===== Exercise data
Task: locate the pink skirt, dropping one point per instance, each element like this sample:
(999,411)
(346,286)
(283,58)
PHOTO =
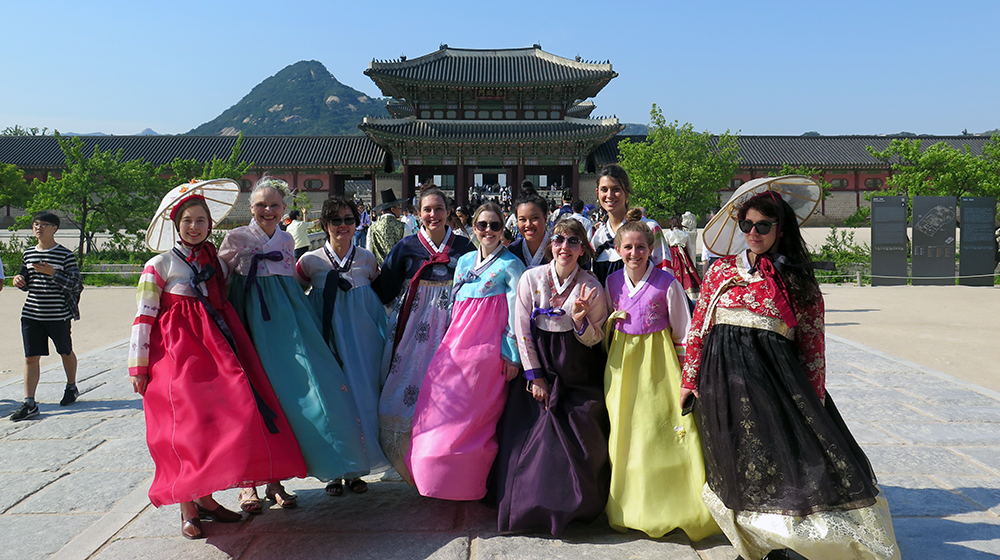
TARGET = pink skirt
==========
Rewrite the entries with every "pink skirt" changed to "striped skirt" and everything else left as it is, leaving out the pictures.

→ Correct result
Task: locate the striped skirt, dropping one point per instance, each element like this sample:
(999,411)
(346,286)
(283,58)
PHOTO =
TARGET = striped skirt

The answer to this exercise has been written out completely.